[TEXT BLOCK start]

Pastor Mark Schlamann

Second-Last Sunday in the Church Year
Our Savior/Redeemer  
Pettibone/Woodworth, ND

Sun, Nov 16, 2003 


As far as the events in Jesus' life are concerned, it is still Tuesday in Holy Week. Jesus had just taught His disciples about the importance of giving and doing so from the heart, as the poor widow did with her two mites. Following this teaching the Lord left the temple. He left the temple for the last time. Yes, the very presence of God had departed from this house of worship. The presence of God had its home in the person of Jesus Christ, who would, in three days, be Himself sacrificed on the altar of the cross. No doubt the Lord had the last things on His mind. One of His disciples marveled at the beauty of immense size of the temple and all its buildings. This was the temple that King Herod began to have built during his reign, though he would not live to see its completion, a temple that Herod had built as a political gesture toward the Jews, whom the Romans conquered. Yes, the temple was a large and an ornate and elegant structure for its day. The disciples had good cause to marvel over its size and beauty.

[TEXT BLOCK end]

_REQUIREMENT A_:
Answer the following questions from the sermon.
(i) On what date was the sermon given?
(ii) According to the sermon, which day of Holy Week is it in the events of Jesus' life?
(iii) Who began having the temple built?
_REQUIREMENT B_: Write the next part of the sermon on Jesus' departure from the temple, picking up after its final sentence.

[DATA LINES start]

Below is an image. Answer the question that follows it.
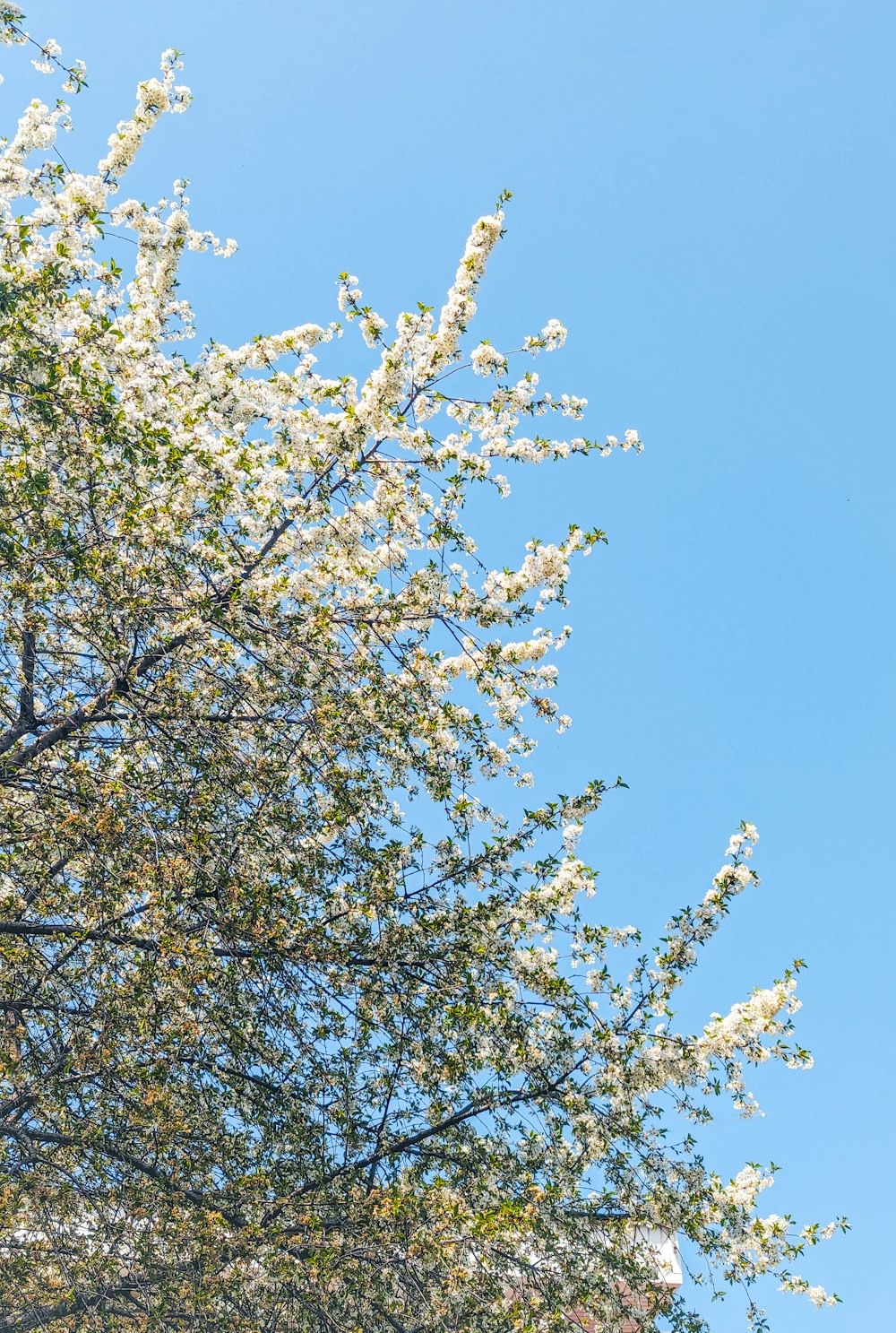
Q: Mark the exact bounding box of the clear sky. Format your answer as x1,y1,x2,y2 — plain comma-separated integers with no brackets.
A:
0,0,896,1333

[DATA LINES end]

_TASK OUTPUT A_:
(i) Sunday, November 16, 2003
(ii) Tuesday
(iii) King Herod

_TASK OUTPUT B_:
Have you, in your travels, ever come upon a church building that was so large and beautiful that you wanted to stop and take a look at it and inside it? There is one church building that continues to impress me to this day. It belongs to one of our sister congregations in Fort Wayne, Indiana. It is St. Paul Lutheran Church, one of the first congregations of The Lutheran Church—Missouri Synod. The building is a cathedral; it is very long and very tall. The balcony wraps all the way around the nave, coming to an end before reaching the chancel. The altar is neo-Gothic in style, complete with statues, similar to what one might find in many older, rural Lutheran church buildings, only taller. This structure, constructed in the late nineteenth century, is still a thing of beauty today. Another of the beautiful Lutheran cathedral churches in Fort Wayne is Zion Lutheran Church, which, in my estimation comes in a close second in its architectural might and beauty. I am also impressed with many of the older, rural Lutheran church buildings that dot the landscape. Perhaps the exterior has seen its better days, but on the inside is a simple, yet grand beauty that I cannot begin to describe. I have also come to love the ornate-ness of the Norwegian Lutheran stave churches. It pains me to think of any of these structures, these houses of worship, will one day face deterioration or even destruction. Yet this is what Jesus said would happen to the temple in Jerusalem. Less than forty years later, in 70 AD, Jerusalem was again destroyed.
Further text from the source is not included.